→ Instructions to follow
Every line below from the one containing "Pick out the cascading" through the one containing "Pick out the dense" must be transcribed exactly. Omit all lines outside that stretch.

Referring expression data
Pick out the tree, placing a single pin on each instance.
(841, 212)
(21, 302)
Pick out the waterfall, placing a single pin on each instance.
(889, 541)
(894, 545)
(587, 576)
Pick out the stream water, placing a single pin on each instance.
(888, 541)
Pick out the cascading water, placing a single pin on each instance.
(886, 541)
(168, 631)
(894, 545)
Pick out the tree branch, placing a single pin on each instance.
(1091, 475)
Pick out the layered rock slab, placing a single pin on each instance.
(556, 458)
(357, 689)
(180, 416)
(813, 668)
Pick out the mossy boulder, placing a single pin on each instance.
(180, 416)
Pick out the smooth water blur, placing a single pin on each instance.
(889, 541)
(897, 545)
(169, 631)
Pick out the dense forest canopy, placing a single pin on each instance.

--

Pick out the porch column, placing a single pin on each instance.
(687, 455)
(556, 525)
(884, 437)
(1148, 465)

→ Exercise solution
Pick out the cascading water, placing a single pin on each instance.
(886, 541)
(168, 631)
(894, 545)
Pick out the tree branch, placing a single pin on each instance.
(1091, 475)
Pick out the layered rock slab, placing a single pin on each instance.
(556, 458)
(357, 689)
(180, 416)
(813, 668)
Pick out the mossy boulder, placing a single pin on each instance.
(180, 416)
Pick out the smooth water blur, placing a single pin on each instance.
(889, 541)
(897, 545)
(169, 631)
Pick out the dense forest canopy, placing a single pin on each instance.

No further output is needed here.